The records follow. Copy each one exactly.

_____

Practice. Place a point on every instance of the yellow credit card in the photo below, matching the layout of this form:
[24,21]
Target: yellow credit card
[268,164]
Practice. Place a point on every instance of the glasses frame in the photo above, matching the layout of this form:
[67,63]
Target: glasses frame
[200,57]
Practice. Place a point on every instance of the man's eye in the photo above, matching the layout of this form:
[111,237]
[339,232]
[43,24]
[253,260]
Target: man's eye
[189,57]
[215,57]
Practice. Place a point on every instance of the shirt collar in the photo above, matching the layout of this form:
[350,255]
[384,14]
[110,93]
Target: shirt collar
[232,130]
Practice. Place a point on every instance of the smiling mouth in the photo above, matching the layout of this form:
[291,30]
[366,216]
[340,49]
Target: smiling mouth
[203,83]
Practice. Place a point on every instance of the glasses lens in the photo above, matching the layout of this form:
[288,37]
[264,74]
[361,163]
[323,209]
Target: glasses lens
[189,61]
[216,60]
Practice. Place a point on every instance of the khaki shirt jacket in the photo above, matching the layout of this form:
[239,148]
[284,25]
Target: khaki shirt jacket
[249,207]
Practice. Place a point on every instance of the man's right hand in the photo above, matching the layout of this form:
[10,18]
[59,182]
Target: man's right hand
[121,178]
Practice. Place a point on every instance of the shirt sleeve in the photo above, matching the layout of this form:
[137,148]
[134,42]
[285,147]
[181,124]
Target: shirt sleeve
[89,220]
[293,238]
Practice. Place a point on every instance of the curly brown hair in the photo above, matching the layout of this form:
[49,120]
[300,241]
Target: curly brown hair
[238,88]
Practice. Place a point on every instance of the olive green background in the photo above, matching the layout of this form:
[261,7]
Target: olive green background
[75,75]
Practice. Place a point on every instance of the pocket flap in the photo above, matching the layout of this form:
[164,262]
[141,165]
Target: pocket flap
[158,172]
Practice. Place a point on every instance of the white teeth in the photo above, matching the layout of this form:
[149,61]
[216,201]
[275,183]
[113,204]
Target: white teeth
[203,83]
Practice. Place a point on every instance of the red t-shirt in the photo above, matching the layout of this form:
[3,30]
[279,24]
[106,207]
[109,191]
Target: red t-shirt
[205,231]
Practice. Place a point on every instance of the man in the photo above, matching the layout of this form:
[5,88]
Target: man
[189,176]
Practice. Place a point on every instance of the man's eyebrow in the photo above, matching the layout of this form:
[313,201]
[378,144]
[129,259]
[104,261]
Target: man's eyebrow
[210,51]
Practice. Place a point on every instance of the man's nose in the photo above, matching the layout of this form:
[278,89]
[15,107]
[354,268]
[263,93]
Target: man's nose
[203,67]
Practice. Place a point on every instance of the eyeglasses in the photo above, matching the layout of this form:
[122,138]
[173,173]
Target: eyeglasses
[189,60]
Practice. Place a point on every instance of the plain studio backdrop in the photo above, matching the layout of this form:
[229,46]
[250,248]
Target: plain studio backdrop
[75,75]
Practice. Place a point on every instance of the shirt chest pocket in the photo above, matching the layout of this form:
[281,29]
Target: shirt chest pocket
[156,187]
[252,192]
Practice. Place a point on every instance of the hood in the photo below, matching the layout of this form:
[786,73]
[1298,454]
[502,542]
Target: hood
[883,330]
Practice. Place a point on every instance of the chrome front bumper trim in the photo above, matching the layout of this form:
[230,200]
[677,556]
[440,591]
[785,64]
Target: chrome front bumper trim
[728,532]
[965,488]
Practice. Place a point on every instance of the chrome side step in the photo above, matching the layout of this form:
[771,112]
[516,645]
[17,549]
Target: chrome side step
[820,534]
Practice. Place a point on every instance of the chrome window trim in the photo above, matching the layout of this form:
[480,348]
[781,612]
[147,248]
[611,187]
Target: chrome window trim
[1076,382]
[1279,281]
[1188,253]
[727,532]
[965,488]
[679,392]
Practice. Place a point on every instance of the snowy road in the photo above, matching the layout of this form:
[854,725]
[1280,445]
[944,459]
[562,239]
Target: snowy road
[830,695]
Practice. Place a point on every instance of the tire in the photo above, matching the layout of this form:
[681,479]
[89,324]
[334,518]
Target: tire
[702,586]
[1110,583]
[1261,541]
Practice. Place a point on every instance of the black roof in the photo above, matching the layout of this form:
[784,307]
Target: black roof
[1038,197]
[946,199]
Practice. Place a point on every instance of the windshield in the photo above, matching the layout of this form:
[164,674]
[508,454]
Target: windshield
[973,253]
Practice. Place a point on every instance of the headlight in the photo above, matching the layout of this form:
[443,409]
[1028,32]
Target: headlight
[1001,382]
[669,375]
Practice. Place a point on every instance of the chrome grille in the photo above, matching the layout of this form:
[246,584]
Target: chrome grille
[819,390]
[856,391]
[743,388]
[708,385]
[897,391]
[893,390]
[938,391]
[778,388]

_____

#### [Answer box]
Practice. Place a point on every instance of the yellow credit card in the photo below, matching the layout of this form:
[24,21]
Target: yellow credit card
[268,164]
Practice. Place a point on every instance of the glasses frame in the photo above, matching the layout of this form:
[67,63]
Target: glasses frame
[200,57]
Practice. Place a point on every instance of the man's eye in the photo above, matching the layout of this form:
[111,237]
[339,232]
[43,24]
[253,260]
Target: man's eye
[189,57]
[215,57]
Practice. Place a point on every instance of the shirt collar in the photo above, matching the layout of this form:
[350,255]
[384,14]
[110,93]
Target: shirt collar
[232,130]
Practice. Place a point on every instance of the smiling mouth in the photo above, matching the layout of this form:
[291,30]
[366,216]
[340,49]
Target: smiling mouth
[203,83]
Practice. Place a point on every instance of the glasses lens in the photo above, matching the layout of this form:
[288,37]
[264,74]
[361,163]
[323,209]
Target: glasses lens
[189,61]
[216,60]
Practice. Place a point on every instance of the khaki shirt jacket in the photo above, matching the layout of this form:
[239,148]
[284,25]
Target: khaki shirt jacket
[249,207]
Practice. Place a point on every instance of the man's right hand in the photo above, matching the layout of this form:
[10,18]
[59,182]
Target: man's right hand
[121,178]
Practice. Place a point on every instance of the shirt sleeve in the photo above, matching the layout of this form:
[137,148]
[134,42]
[285,147]
[181,124]
Target: shirt sleeve
[89,220]
[293,238]
Practice. Place a point on every instance of the curly brown hair in the photo above, matching the layout of this form:
[49,120]
[300,241]
Target: curly brown hair
[238,88]
Practice. Place a point on every instance of the olive green background in the photo above, matching the layout of this form:
[261,7]
Target: olive green background
[75,75]
Practice. Place a point on every instance of the pocket flap in the photo above, matching the layout of this form:
[164,262]
[141,165]
Target: pocket flap
[158,172]
Practice. Place a point on every instance of the white teeth in the photo above, matching the layout of this form:
[149,61]
[216,201]
[275,183]
[113,204]
Target: white teeth
[203,83]
Practice. Place a point on every instance of the red t-shirt in the photo above, matching the layout of this form:
[3,30]
[279,24]
[106,207]
[109,191]
Target: red t-shirt
[205,231]
Practice. Place a point on every instance of the man in the photo above, matching the layout of this form:
[5,88]
Target: man
[189,176]
Practice. Place a point on every instance of the man's eyebrow in the photo above, matching the layout of this form:
[313,201]
[378,144]
[129,259]
[104,261]
Target: man's eyebrow
[210,51]
Practice. Place a point on every instance of the man's nose in the photo above, matching the layout of this form:
[278,89]
[15,107]
[354,268]
[263,93]
Target: man's nose
[203,67]
Practice. Place a point on every instance of the eyeglasses in the photo above, matching the layout of this form:
[122,138]
[173,173]
Target: eyeglasses
[189,60]
Practice. Place a point on every instance of the plain studio backdrop in the photo above, matching the layout of this form:
[229,46]
[250,248]
Target: plain studio backdrop
[75,75]
Practice. Place a point on every instance of the shirt chest pocket in the photo above, matching the layout of this form:
[281,29]
Target: shirt chest pocket
[156,187]
[252,192]
Practice. Place a point on every instance of the hood in the photo below, matching the layout of this form:
[786,73]
[1298,454]
[502,542]
Target: hood
[883,330]
Practice. Place a point on every instance of the chrome front bumper trim in the photo above, matching the layout of this form:
[230,200]
[677,556]
[440,591]
[785,64]
Target: chrome front bumper trim
[728,532]
[965,488]
Practice. Place a point on every instance of the chrome side step in the photo above, matching the layout of this form:
[771,112]
[516,645]
[17,549]
Target: chrome side step
[820,534]
Practice. Place a point on every instance of the chrome window trim in the photo above, matching the layout of this form:
[480,348]
[781,612]
[147,248]
[611,187]
Target: chrome window trim
[1076,382]
[1279,281]
[1188,253]
[727,532]
[965,488]
[679,392]
Practice. Place a point on every instance of the snowy road in the photo above, matching the layout of this form:
[854,725]
[1280,445]
[944,459]
[562,239]
Target: snowy road
[830,695]
Practice. Place a point on every instance of the tire in the photo above, matching the layout of this form:
[681,479]
[89,324]
[334,518]
Target: tire
[702,586]
[1110,583]
[1261,541]
Practice. Place a point on every instance of the black roof in the photo above, matching the layout of this form:
[784,307]
Target: black roof
[1038,197]
[946,199]
Practice. Place a point on every instance of the windshield in the photo above, matching the layout of this form:
[164,674]
[508,454]
Target: windshield
[973,253]
Practice. Place a point on every instance of the headlight in the photo above, matching the layout of this form:
[443,409]
[1028,32]
Target: headlight
[1001,382]
[669,375]
Practice. Place a point on every instance of the chrome grille in the photo above, matching the layout of this form:
[246,584]
Target: chrome grille
[819,390]
[856,391]
[743,388]
[708,385]
[897,391]
[893,390]
[938,391]
[778,388]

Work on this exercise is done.